**Qué hacer**
Prolonga el texto sobre la justicia y la cultura democrática en América Latina a partir de su última oración.

**Texto del ejercicio**
Para que la libertad económica no signifique que los lobos tienen derecho a comerse a los corderos debe haber leyes justas y, más importante todavía, jueces justos; jueces capaces de resistir las presiones del poder político y las tentaciones del poder económico y las amenazas del poder militar y las del revolucionario y terrorista; jueces conscientes de que sobre ellos pesa la inmensa responsabilidad de crear, en cada caso contencioso, esa igualdad de que hablan las leyes y que sin una justicia eficiente es letra muerta.

Tal vez en ningún otro orden como en el del juez está América Latina tan lejos de ser de veras democrática. Porque en nuestros países el poder judicial es casi siempre una caricatura. Instrumento de quienes gobiernan y corrompido hasta los tuétanos, a menudo los tribunales subastan sus fallos, entronizando de este modo una forma de discriminación tanto o más grave que las que las difrencias de fortuna establecen en otras áreas. Y la escasa o nula capacitación de muchos magistrados, sumada a la lentitud pavorosa de los procesos, hace que el poder judicial sea, en vez de vehículo de la justicia social, uno de los más crueles instrumentos de la opresión del débil por el fuerte.

Reformas tan profundas como las que América Latina necesita en la economía, en la educación, en la justicia, simplemente no serán posibles sin una reforma de ese complejo sistema de hábitos, conocimientos, imágenes y formas que llamamos la cultura. La cultura en la que hoy vivimos y actuamos no es liberal ni siquiera del todo democrática. Tenemos Gobiernos democráticos, pero nuestras instituciones y nuestros reflejos y mentalidades aún están lejos de serlo. Siguen siendo populistas u oligárquicos, o absolutistas o colectivistas o dogmáticos, mechados de prejuicios sociales y raciales, intolerantes para con el adversario y amantes de las verdades absolutas, es decir, de una de las peores formas del monopolio: el de la verdad.

**Datos proporcionados**
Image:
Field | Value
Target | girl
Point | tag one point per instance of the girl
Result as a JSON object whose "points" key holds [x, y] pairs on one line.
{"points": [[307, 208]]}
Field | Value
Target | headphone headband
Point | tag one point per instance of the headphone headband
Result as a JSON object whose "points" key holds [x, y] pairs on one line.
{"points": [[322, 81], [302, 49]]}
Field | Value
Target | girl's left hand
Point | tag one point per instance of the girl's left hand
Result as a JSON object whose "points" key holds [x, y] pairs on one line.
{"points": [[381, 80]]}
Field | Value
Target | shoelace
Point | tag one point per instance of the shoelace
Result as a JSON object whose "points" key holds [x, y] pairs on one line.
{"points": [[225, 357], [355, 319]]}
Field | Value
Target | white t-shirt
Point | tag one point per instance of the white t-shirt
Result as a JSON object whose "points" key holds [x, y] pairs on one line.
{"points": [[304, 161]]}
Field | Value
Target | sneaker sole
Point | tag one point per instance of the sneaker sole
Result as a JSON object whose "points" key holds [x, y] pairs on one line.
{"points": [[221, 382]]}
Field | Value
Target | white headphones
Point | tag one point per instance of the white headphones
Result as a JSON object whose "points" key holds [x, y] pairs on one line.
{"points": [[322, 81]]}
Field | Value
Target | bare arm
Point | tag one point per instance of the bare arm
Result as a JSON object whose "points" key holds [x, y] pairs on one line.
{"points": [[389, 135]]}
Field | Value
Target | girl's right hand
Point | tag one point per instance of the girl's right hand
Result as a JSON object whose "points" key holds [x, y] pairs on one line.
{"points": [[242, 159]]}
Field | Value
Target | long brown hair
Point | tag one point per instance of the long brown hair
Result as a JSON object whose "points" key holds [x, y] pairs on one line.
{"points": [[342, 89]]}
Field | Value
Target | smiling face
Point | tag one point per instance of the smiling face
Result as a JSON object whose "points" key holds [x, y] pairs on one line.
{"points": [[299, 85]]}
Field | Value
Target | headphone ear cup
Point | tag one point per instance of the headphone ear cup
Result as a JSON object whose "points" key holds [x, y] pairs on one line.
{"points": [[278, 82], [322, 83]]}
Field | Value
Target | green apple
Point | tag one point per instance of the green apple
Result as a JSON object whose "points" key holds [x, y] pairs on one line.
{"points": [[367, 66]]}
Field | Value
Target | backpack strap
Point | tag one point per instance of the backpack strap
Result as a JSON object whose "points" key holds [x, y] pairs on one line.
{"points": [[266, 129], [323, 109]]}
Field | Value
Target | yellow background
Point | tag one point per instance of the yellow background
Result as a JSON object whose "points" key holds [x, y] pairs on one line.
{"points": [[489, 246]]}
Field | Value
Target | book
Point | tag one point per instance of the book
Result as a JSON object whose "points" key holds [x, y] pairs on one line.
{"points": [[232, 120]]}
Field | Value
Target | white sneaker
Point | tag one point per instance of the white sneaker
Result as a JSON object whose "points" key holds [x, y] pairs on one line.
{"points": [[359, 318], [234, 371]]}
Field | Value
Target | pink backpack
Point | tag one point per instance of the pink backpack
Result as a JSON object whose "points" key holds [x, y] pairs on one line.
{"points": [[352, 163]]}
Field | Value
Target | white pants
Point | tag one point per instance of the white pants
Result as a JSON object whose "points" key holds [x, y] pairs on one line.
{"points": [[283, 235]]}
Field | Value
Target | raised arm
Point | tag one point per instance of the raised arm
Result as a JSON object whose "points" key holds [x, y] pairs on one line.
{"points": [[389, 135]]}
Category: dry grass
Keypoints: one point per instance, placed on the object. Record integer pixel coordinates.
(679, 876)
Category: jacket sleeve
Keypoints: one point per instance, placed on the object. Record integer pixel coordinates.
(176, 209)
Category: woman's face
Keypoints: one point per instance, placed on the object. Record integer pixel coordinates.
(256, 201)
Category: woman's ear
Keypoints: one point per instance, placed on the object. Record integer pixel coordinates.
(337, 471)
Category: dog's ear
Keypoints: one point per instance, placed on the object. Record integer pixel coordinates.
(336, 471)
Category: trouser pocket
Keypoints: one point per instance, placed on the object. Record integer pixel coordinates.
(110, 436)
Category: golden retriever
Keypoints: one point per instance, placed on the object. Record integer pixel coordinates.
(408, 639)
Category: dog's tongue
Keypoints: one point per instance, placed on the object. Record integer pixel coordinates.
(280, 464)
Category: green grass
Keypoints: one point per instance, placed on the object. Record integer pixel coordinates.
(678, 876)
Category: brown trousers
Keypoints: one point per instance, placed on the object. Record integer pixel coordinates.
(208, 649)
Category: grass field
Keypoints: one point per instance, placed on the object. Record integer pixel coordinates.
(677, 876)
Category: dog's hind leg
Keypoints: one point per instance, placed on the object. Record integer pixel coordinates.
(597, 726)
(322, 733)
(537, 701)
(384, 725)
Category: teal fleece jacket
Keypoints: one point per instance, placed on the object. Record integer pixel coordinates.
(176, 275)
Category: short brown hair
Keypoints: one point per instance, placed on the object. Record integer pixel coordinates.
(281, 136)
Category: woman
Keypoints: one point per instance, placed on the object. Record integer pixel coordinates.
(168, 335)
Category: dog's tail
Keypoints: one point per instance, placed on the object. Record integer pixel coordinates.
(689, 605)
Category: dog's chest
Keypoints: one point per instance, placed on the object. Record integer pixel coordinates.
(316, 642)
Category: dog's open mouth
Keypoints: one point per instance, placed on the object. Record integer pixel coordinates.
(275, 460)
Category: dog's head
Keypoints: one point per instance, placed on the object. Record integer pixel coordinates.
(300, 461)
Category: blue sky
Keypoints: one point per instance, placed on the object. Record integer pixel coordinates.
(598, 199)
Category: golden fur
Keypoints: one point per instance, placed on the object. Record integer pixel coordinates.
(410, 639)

**Respuesta escrita**
Liberal y liberalismo es lo contrario de todo eso. Es tolerancia, creer en la relatividad de las verdades, estar dispuesto a recti icar el error y a someter siempre las ideas y las convicciones a la prueba de la realidad. Por eso el liberalismo es una filosofía, una doctrina, no una ideología (y Ludwig von Mises creía que tampoco podía ser patrimonio de un solo partido, más bien una atmósfera que Impregnara toda la vida política). Porque la ideología es una forma dogmática e inmutable de pensamiento -algo que tiene más de religión que de ciencia-, y la filosofía liberal, además de pluralista, es también cambiante, algo que se moderniza y perfecciona con los avances del conocimiento y la experiencia.

Esta opción no es moderada: es radical. Pues si no va a la raíz de los problemas, a solucionarlos allí donde ellos nacen, la solución será efímera, como lo han sido todas las que hasta ahora han pretendido sacar a América Latina del subdesarrollo. En ciertas democracias avanzadas, que han recorrido un largo camino en la reforma de la sociedad, el liberalismo adopta inevitablemente un cariz conservador, pues allí se trata también de preservar lo ya ganado, de conservar -por ejemplo- una tradición firme de parlamentarismo y libertades civiles. Pero para el continente de las esperanzas siempre postergadas, donde el desafío consiste en reemplazar la sangre, muerte, demagogia, corrupción y prepotencia que han imperado casi siempre en la vida política por ideas, creación, pluralismo, libertad económica y legalidad, la alternativa liberal supone una revolución.